Write the next part of the post on the InfoTools survey results, picking up after its last line.

*Source document*
** BEGIN **
InfoTools Survey Results

Yesterday, I gave a talk on InfoTools: Beyond Search at TiE Chennai. The slides of the presention are here. I think it went well, but I think, if I had cut down the slides and talk and gave more demos, it would have gone even better. Perhaps next time.

Before starting the talk, I requested people to give me (written) answers to three questions:

  1. What are your information needs?
  2. What are your problems with information?
  3. What tools do you use to manage information?

The questions, perhaps were a bit vague. I realized that after going through the answers. They varied in their level of granularity (specific vs generic problems) and the definition of information itself. But here they are (slightly modified to reduce redundancy).

Here is what I got from the survey:

What are your information needs?

  1. Potential customer info
  2. Right info at the right time (whenever I need it)
  3. To structure, unstructured web data
  4. Technology and Process to manage large newspaper portal
  5. Should be current, relevant (to my context. Should lead to (help?) actual decisions
  6. I need reference (information) of various consultants relating to start of business viz cost, web, management etc.
  7. Need for current information
  8. Need (to handle?) information from multiple sources and formats
  9. Collating information from multiple sources
  10. Information about competition
  11. About marketability and segments
  12. Company address information
  13. Company finance (annual reports)
  14. Executives within the company
  15. Trade details, products, services etc.
  16. Sales leads
  17. Knowledge enhancement
  18. Learning about old friends/acquaintances/family
  19. To learn to grow personally & business
  20. Needs to be local search for providers near to me (for ex: a photo copier shop near to my house)
  21. Technical solutions (day to day) for career and personal growth
  22. My business is providing information based services, package with recommendations. So need for information varies.
  23. Various technologies in market
  24. Information about market situation
  25. About stock/companies performance
  26. Details/support to solve issues
  27. Products available in the market for specifics(?)
  28. Focused News
  29. Similar business entity info
  30. Public info of competitor
  31. At a business level – market feelers about demand, ease of vendor options availability
  32. At an execution/implementation level – latent trends in tech
  33. Updated knowledge
  34. Price information about products etc.
** END **
[Image annotation data]
** BEGIN **
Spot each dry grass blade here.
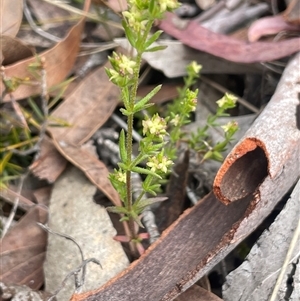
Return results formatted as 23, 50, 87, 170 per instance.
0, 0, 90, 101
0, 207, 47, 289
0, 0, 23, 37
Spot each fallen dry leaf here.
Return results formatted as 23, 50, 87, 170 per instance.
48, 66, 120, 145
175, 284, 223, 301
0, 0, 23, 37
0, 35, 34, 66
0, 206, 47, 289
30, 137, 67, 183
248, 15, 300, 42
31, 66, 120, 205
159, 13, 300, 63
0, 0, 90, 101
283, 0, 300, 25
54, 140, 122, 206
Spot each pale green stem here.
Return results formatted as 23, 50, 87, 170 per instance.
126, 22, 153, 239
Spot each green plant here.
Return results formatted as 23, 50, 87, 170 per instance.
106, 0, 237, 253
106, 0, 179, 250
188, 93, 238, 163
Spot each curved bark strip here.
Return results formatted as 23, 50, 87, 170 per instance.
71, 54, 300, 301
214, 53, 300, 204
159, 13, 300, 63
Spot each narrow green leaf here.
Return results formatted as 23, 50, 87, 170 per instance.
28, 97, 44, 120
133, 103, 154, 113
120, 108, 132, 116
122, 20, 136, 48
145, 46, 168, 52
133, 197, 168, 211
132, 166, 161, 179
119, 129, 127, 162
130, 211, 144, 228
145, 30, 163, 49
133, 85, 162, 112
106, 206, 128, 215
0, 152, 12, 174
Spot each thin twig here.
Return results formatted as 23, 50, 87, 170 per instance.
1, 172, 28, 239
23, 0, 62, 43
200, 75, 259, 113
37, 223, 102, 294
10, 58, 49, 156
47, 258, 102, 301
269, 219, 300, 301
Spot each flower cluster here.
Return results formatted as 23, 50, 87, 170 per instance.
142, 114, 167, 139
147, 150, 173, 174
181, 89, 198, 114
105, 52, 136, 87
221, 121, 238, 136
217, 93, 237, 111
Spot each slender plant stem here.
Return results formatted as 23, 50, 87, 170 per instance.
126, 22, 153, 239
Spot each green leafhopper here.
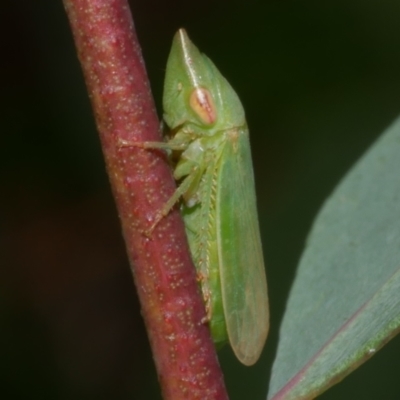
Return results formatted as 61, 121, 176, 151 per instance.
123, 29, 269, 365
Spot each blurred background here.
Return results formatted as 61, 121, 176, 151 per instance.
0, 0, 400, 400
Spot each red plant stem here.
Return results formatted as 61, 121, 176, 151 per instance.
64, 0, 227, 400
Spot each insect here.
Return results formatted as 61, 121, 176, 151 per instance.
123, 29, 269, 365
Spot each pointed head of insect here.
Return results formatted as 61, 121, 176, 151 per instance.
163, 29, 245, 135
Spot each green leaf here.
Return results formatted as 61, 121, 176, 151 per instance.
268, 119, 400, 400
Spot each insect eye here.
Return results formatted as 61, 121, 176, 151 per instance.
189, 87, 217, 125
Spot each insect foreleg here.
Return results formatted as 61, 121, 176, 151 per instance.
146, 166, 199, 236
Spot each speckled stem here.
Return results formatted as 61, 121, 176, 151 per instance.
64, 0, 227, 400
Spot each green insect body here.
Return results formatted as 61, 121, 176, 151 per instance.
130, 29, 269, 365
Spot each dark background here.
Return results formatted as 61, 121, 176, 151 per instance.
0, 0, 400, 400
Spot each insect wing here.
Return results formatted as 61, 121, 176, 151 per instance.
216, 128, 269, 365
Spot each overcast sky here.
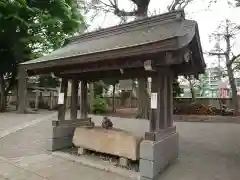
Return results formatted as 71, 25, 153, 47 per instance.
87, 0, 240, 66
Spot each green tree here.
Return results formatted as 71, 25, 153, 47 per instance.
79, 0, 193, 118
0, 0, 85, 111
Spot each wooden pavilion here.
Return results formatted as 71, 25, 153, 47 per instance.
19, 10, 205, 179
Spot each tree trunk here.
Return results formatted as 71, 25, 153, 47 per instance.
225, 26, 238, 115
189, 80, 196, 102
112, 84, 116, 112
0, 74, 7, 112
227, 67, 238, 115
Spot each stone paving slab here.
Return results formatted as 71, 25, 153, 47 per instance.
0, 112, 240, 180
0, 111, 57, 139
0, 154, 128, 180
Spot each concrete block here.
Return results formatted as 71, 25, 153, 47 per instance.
** END **
*Reply*
  35. Information about technology
  36. Looking for acquiring an IT company. Need info on the industry they are in (macro) and more about that company (micro)
  37. Collect, compile for pattern understanding, plan for target customer
  38. Top IT temp staffing companies in India
  39. Total temp staff in IT in India
  40. How do I know the customer needs
  41. Scholarly articles on business entrepreneurship
  42. Product information, addresses from www
  43. Collecting/harvesting data from websites and collating, cleansing and delivering to clients
  44. Where is the resource for information?
  45. Where info is available, how to get data stream into our database
  46. How cost effective, credible, valuable is the data
  47. Accessibility
  48. About companies wanting to enter India -setup operations, joint ventures
  49. Companies in India wanting to enter other geographies
  50. Consultants from outside India needing partners in India
  51. Relevant, accurate data (specific to the task at hand)
  52. Info about prospective customers
  53. Info about vendors
  54. Info about current market
  55. Info about latest technology

Here are my list of information requirements (I took the survey along with others)

  1. Leads
  2. Trends
  3. Best practices

What are your problems with information?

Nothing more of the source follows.